--- START OF Task input ---
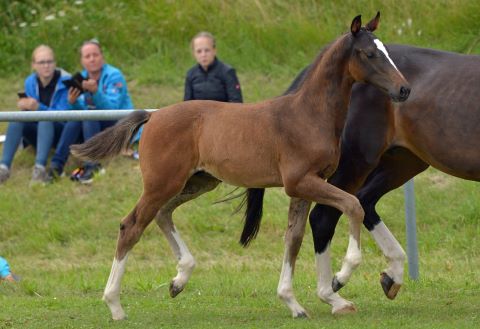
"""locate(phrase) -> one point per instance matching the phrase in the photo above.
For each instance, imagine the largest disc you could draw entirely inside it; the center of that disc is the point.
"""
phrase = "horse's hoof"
(345, 309)
(301, 315)
(336, 285)
(174, 290)
(390, 288)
--- END OF Task input ---
Word for word, quote the lines above. Omit the pictures.

Output for this task —
"""locate(phrase) -> one point per instance matching the phrase in the photo above.
For each instance, imagine the largest disc you could draw entirely inside it; the center of that disc is the point.
"""
phrase = "horse's hoof"
(345, 309)
(301, 315)
(336, 285)
(174, 290)
(390, 288)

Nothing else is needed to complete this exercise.